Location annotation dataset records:
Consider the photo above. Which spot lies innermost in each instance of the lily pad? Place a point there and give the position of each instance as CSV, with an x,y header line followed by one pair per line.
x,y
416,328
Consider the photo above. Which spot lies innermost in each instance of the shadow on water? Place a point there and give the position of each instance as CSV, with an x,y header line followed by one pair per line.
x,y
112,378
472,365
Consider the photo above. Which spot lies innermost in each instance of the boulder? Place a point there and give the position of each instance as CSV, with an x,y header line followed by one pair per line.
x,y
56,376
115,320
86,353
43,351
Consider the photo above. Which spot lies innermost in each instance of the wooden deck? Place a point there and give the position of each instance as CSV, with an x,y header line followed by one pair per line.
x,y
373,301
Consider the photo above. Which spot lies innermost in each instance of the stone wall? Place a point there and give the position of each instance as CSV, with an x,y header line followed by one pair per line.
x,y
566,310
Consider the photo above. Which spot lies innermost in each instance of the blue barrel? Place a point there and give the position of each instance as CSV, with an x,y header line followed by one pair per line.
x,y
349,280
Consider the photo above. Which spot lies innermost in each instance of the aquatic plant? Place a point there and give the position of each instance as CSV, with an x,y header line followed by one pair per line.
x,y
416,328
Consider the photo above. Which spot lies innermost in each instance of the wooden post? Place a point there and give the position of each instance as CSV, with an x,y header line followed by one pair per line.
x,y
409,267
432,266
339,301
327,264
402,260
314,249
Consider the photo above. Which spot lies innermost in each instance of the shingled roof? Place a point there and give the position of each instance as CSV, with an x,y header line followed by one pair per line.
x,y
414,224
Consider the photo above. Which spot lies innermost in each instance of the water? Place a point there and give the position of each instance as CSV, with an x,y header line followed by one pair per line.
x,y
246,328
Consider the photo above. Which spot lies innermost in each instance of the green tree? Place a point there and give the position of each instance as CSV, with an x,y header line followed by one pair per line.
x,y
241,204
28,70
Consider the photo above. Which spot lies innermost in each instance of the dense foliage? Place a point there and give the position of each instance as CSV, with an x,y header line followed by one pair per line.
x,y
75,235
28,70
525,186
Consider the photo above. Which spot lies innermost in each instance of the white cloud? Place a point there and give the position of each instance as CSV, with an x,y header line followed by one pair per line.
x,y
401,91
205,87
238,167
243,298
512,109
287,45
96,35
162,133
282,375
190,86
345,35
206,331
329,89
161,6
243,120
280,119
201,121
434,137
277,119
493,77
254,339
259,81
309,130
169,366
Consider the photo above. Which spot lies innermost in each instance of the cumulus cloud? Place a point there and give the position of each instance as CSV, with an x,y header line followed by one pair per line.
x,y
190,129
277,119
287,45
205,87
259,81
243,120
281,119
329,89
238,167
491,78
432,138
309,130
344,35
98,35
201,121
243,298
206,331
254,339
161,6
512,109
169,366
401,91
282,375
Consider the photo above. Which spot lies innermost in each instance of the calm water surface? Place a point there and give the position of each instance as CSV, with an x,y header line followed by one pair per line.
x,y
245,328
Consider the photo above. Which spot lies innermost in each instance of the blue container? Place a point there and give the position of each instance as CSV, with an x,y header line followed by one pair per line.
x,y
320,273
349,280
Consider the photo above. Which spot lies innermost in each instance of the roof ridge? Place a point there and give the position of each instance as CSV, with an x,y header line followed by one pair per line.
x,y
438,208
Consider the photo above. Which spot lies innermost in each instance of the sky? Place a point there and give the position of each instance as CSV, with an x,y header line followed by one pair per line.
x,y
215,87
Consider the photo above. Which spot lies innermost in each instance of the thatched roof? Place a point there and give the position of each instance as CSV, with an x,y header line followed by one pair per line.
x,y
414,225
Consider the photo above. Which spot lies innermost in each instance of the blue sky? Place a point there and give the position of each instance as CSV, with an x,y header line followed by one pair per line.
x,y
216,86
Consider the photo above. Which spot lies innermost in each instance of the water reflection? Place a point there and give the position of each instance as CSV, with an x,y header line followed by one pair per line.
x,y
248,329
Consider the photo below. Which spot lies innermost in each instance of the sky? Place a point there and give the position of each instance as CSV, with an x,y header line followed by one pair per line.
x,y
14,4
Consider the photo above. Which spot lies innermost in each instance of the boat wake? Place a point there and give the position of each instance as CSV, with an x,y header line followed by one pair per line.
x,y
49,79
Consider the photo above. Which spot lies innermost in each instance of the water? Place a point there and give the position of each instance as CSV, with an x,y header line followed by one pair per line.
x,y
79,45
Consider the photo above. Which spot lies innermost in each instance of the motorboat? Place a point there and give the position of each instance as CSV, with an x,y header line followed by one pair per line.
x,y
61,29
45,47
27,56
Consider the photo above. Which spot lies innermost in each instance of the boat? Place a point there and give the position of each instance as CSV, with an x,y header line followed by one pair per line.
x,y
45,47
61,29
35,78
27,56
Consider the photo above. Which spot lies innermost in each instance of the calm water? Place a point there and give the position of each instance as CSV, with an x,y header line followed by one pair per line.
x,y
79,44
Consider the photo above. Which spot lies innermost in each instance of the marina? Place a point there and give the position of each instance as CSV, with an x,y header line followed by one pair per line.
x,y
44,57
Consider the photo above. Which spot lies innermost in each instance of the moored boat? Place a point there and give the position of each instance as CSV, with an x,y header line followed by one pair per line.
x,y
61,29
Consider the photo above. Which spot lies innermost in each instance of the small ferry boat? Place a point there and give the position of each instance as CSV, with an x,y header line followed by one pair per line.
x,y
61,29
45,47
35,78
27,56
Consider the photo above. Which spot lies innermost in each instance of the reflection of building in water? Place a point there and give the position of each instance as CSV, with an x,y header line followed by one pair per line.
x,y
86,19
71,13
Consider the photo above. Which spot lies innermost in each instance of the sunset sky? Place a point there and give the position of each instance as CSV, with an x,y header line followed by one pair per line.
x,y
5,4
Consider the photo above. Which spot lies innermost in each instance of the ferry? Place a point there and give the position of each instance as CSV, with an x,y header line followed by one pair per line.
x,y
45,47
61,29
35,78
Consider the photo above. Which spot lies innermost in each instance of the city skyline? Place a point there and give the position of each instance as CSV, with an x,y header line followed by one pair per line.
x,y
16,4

## What is expected
Copy all of the records above word for word, keeping every line as it is.

## Result of the task
Consider the photo above. Which spot lies innermost in each instance of the lily pad? Place a point there and give the position of each instance as CSV, with an x,y header line followed by one pair per line.
x,y
416,328
Consider the photo above. Which spot lies innermost in each instance of the shadow on water? Place a point there and give the position of each instance as CSV, with an x,y header line followed by one pair per line.
x,y
112,378
472,365
Consider the photo above. Which spot lies innermost in each instance of the boulder? Place a point there and give the position of each instance as CSV, with an x,y header line followed by one pair per line.
x,y
56,376
115,320
86,353
43,351
Consider the photo above. Which spot lies innermost in each instance of the wooden deck? Place a point there and give the position of each instance as CSV, with an x,y header line followed by one pair per line.
x,y
373,301
Consider the photo above. Which spot lies innermost in each instance of the stone wall? Place a point there and give the position of each instance as CSV, with an x,y header line followed by one pair per line.
x,y
566,310
Consider the photo above. Which spot lies innermost in each instance of the blue barrel? Place a point there and give the position of each instance as CSV, with an x,y header line followed by one pair per line.
x,y
349,280
Consider the photo above. Which spot lies innermost in each instance of the aquatic plant? Place a point there and give the position of each instance as CSV, with an x,y header line followed by one pair per line.
x,y
416,328
Consider the photo above. Which spot lies innermost in each instance of the wooden post? Place a point there and give the position of each instance as CSV, with an x,y header line followed by one pair per line.
x,y
409,267
432,266
339,301
327,264
402,260
314,249
Consider the photo above. Which spot lies innermost in each instance of the shingled roof? Place a point there and give the position of each instance as CSV, with an x,y header line followed by one pair per line.
x,y
414,224
Consider the photo above. Which spot lies innermost in each instance of the water? Place a point there and give the position of each instance as CSV, with an x,y header line followed by one pair per line.
x,y
246,328
Consider the photo above. Which spot lies innermost in each instance of the green tree? Place a point there and give the position of each instance as CSV, with an x,y header line followed by one pair per line.
x,y
241,204
28,70
Consider the photo above. Which spot lies innermost in each instance of the dense foliage? Place a point there and give the position of each instance as CSV, with an x,y header line followed by one pair per line.
x,y
75,235
28,70
525,186
Consider the photo above. Which spot lies innermost in each instance of the white cloud? Place a point there and give the position of each instance as CSV, with an x,y header line followed by one pair per line.
x,y
401,91
205,87
238,167
243,298
512,109
287,45
96,35
162,133
282,375
190,86
345,35
206,331
329,89
161,6
243,120
280,119
201,121
434,137
277,119
493,77
254,339
259,81
309,130
169,366
Consider the photo above. Which spot lies innermost in each instance of the cumulus cloud? Place a point there and give the position of each instance as CSV, with an x,y header line followed by one pair per line.
x,y
190,129
277,119
287,45
205,87
259,81
243,120
281,119
329,89
238,167
491,78
432,138
309,130
344,35
98,35
201,121
243,298
206,331
254,339
161,6
512,109
169,366
401,91
282,375
Consider the photo above. Which spot lies innermost in each instance of the calm water surface? Place a point there and give the position of each instance as CSV, with an x,y header line followed by one pair per line.
x,y
245,328
Consider the photo above. Which spot lies innermost in each instance of the blue container? Place a point there and give the position of each instance as CSV, with an x,y header line followed by one pair per line.
x,y
320,273
349,280
Consider the photo above. Which spot lies innermost in each instance of the roof ridge? Place a point there and give the position of each instance as CSV, with an x,y header line followed by one pair per line.
x,y
438,208
Consider the photo above. Which spot lies innermost in each instance of the sky? Place a point there and give the position of each instance as CSV, with an x,y header line followed by one pair per line.
x,y
215,87
Consider the photo above. Which spot lies innermost in each instance of the thatched roof? Place a point there and give the position of each instance as CSV, with an x,y header line followed by one pair per line.
x,y
414,225
Consider the photo above. Which spot lies innermost in each instance of the blue sky? Place a point there and give the position of each instance as CSV, with an x,y header line followed by one pair per line.
x,y
216,86
Consider the photo above. Which spot lies innermost in each instance of the water reflection? Place a point there and give the position of each instance as CSV, with an x,y header line followed by one pair per line.
x,y
248,329
Consider the photo below. Which spot lies innermost in each instance of the sky? Place a point there and give the position of each instance as CSV, with an x,y header line followed by one pair per line.
x,y
14,4
Consider the photo above. Which spot lies innermost in each instance of the boat wake? Place a point there and give the position of each instance as CSV, with an x,y header line followed by one pair per line.
x,y
49,79
Consider the photo above. Which spot lies innermost in each instance of the water? Place a point there and give the position of each instance as CSV, with an x,y header line followed by one pair per line.
x,y
79,45
Consider the photo above. Which spot lies innermost in each instance of the motorboat? Place a point there and give the position of each instance as CSV, with an x,y header line followed by one pair per line.
x,y
61,29
45,47
27,56
Consider the photo above. Which spot lies innermost in each instance of the boat? Place a point there and give the position of each instance as CSV, with an x,y header line followed by one pair per line.
x,y
45,47
61,29
35,78
27,56
Consider the photo above. Which spot lies innermost in each instance of the calm water? Place a point there and give the position of each instance as CSV, with an x,y header line followed by one pair per line.
x,y
79,44
Consider the photo above. Which spot lies innermost in each instance of the marina? Place a point there and give the position of each instance as CSV, with an x,y header line followed by one pair per line.
x,y
44,57
Consider the photo above. Which spot lies innermost in each instance of the moored boat? Place a point there and give the position of each instance as CSV, with an x,y header line followed by one pair per line.
x,y
61,29
Consider the photo above. Which spot lies innermost in each instance of the small ferry boat? Place a point there and give the position of each instance as CSV, with an x,y header line followed by one pair per line.
x,y
61,29
45,47
35,78
27,56
Consider the photo above. Which spot lies innermost in each instance of the reflection of building in water? Place a point there and give the position of each instance as CSV, with an x,y header line followed by one pair per line.
x,y
86,19
71,13
Consider the photo above. Which spot lies innermost in each instance of the sunset sky? Place a point there and give the position of each instance as CSV, with an x,y header line followed by one pair per line.
x,y
5,4
Consider the photo above. Which spot lies innermost in each instance of the ferry? Place a point there and give the position of each instance as CSV, with an x,y header line followed by one pair per line.
x,y
45,47
61,29
35,78
Consider the photo above. Which spot lies innermost in each instance of the city skyline? Place a point there and give the position of each instance as CSV, with an x,y header line followed by one pair per line.
x,y
16,4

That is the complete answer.